[Natural-language object grounding data]
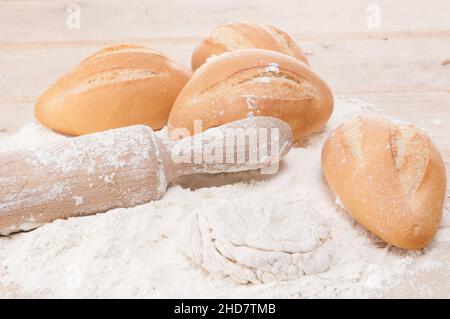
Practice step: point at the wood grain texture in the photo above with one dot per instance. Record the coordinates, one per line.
(398, 67)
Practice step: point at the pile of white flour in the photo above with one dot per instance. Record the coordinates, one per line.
(138, 252)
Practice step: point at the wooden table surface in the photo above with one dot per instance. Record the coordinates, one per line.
(402, 67)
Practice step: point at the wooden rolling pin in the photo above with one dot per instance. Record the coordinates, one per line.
(123, 168)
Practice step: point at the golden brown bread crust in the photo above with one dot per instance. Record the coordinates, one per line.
(390, 178)
(115, 87)
(245, 35)
(253, 82)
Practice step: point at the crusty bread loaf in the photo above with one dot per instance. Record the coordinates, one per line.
(245, 35)
(253, 82)
(115, 87)
(390, 178)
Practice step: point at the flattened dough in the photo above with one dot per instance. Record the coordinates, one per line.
(262, 241)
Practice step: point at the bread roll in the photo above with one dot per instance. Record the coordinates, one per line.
(253, 82)
(390, 178)
(115, 87)
(244, 35)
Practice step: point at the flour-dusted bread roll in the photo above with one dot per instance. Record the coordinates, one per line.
(390, 178)
(245, 35)
(253, 82)
(115, 87)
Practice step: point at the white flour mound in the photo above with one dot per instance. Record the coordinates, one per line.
(141, 251)
(269, 237)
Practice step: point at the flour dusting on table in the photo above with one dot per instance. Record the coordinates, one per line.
(141, 251)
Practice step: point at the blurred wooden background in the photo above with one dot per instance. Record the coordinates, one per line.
(400, 66)
(403, 66)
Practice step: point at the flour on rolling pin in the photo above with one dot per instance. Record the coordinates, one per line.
(79, 176)
(121, 168)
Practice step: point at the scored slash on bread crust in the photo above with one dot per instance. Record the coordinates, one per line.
(253, 82)
(390, 178)
(245, 35)
(115, 87)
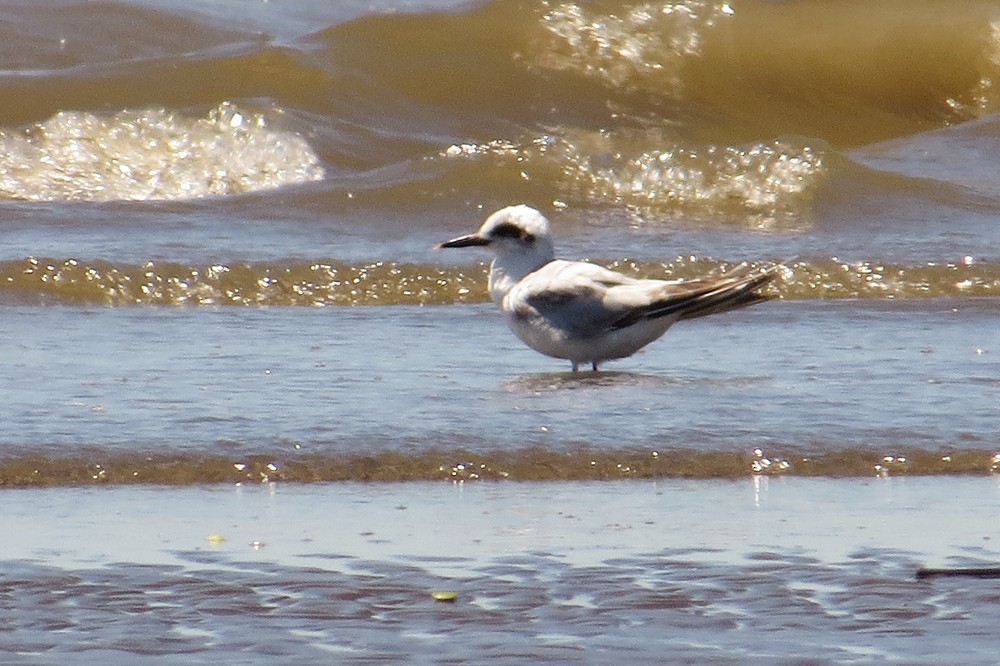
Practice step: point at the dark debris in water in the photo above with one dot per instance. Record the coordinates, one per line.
(461, 466)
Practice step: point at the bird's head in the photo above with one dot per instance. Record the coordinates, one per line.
(515, 230)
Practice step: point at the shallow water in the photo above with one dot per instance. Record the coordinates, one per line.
(784, 570)
(398, 392)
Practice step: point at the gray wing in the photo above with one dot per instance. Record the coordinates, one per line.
(584, 300)
(699, 298)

YOUR OBJECTIVE: Every last line above must be reproduced as written, and no pictures belong in the copy.

SOLVED EXERCISE:
Practice step: point at the wood grain texture in the photo above with one dot per instance. Record the coordinates, one per line.
(398, 67)
Practice step: point at the pile of white flour in the photo above with one dot per instance. Record the coordinates, one per line.
(138, 252)
Practice step: point at the wooden table surface in the photo above with one dot per instance. Record the coordinates, one per line.
(402, 67)
Practice step: point at the wooden rolling pin in the photo above with one dot per instance. Record the coordinates, one per line.
(123, 168)
Practice step: point at the golden brown bread crust in the photo above with one dot per instance. Record the coordinates, one per line.
(390, 178)
(115, 87)
(245, 35)
(253, 82)
Practice step: point at the crusty bread loaf in the photo above with one dot per instance. Record the coordinates, one per line.
(245, 35)
(253, 82)
(115, 87)
(390, 178)
Practice step: point at the flattened dough in the photo above with one dot per instance. Record the coordinates, one per line.
(262, 241)
Practice step: point at the bread roll in the photo above with one dot per instance. Record the coordinates, one per line.
(253, 82)
(390, 178)
(115, 87)
(244, 35)
Practice step: point at the flour-dusted bread roll in the photo above with one dot per instance. Record the coordinates, one per line.
(390, 178)
(245, 35)
(253, 82)
(115, 87)
Practice step: point at the white flour mound in the photo above with one dot per instance. Record the coordinates, one per line.
(141, 251)
(269, 237)
Practice step: point at the flour dusting on table in the photo above with one dot per instance. Record the coordinates, one per line.
(141, 251)
Practice step: point at the blurred wooden background in the photo above with one dot per instance. Record the coordinates, one per line.
(400, 66)
(403, 66)
Practice step: point at the flour on rolling pin in the photo above with one dot per instance. Record the coordinates, one per line.
(79, 176)
(121, 168)
Practice step: point at the scored slash on bread crust in the photo above with one dot per instance. Record the coordinates, one per line.
(253, 82)
(390, 178)
(245, 35)
(115, 87)
Practice step: point at the dark debris in water in the photo above with one dot per instance. Record the coordinates, one per line.
(461, 466)
Practice step: point at the bird's head in the photo above with one dot per instance. Record the coordinates, one per line.
(515, 230)
Practice step: point at the shallow water in the photo above with one dot per instance. Record the coordinates, one per line.
(784, 570)
(398, 392)
Practice step: point at the gray wing in the photo above with one dot per instance. Record the coordinates, one per line.
(584, 300)
(699, 298)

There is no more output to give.